(ASSIGNED TASK 1)
In the diabetes passage below, how many demand letters did the FDA recently send?
(ASSIGNED TASK 2)
The diabetes passage below names ways patients may be told to address their sugar and insulin levels. List all of them.
(ASSIGNED TASK 3)
Carry the diabetes passage below forward from its final sentence.

(READING PASSAGE)
┏━━
Patients in Tennessee who are diagnosed with type 2 diabetes are often told that they must take steps to control their sugar and insulin levels. They may be told about various ways to address the problem such as giving themselves insulin shots, utilizing an insulin pump, or taking prescription medication. While most consumers act in accordance with physician directives, other may be tempted to treat the disease with natural supplements or by purchasing drugs from online pharmacies. However, the products offered by many of these companies do not legitimately treat diabetes, and instead, patients can be unknowingly harmed by a dangerous product or uselessly ingest an ineffective formula.
The FDA recently sent 15 demand letters to American and foreign companies warning them they must not sell drugs or dietary supplements that claim they can treat diabetes in violation of federal drug law. Some of the companies allow consumers to purchase true prescription drugs such as Januvia but without a prescription as evidence that the medicine is being taken under a doctor’s supervision. Others market their products as natural supplements, but they actually contain prescription strength drugs that may have side effects. Some of the products make claims that they treat diabetes, but the ingredients listed are herbs such as cinnamon, which has not been proven effective against the disease.
┗━━
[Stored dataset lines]
┏━━
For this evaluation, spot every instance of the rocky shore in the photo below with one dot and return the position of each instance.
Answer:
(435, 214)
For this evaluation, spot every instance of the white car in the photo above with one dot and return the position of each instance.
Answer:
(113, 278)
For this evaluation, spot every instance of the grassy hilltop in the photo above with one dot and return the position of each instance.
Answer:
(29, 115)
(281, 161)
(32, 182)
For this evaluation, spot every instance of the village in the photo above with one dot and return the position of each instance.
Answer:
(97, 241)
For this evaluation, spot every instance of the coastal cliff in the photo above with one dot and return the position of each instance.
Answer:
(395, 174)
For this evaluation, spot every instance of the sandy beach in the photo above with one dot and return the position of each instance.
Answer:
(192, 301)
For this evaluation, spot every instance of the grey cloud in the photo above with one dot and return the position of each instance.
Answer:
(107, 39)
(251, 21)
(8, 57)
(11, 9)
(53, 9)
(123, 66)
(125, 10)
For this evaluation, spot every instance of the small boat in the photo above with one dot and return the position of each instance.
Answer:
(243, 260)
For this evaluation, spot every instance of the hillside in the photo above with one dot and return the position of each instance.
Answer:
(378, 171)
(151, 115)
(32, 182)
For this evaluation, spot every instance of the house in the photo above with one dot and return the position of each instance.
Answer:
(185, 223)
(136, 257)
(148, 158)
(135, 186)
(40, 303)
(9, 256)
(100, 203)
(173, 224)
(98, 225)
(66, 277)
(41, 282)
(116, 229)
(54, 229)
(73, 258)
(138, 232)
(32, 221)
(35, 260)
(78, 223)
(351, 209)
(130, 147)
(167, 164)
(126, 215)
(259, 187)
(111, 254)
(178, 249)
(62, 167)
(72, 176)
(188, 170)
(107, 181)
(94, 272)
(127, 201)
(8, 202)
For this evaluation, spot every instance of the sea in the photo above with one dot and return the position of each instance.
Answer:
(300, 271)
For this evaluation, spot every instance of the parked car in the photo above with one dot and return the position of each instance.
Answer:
┗━━
(OUTPUT 1)
15

(OUTPUT 2)
Giving themselves insulin shots, utilizing an insulin pump, taking prescription medication

(OUTPUT 3)
When a dangerous drug causes injury to a consumer or results in worsened conditions, it is best to stop taking the drug immediately and consult with a physician. It may also be helpful to set up an appointment with legal counsel experienced in defective drug cases. An attorney can explore whether a consumer may be entitled to compensation due to a company’s negligence for improperly marketing or dispensing drugs.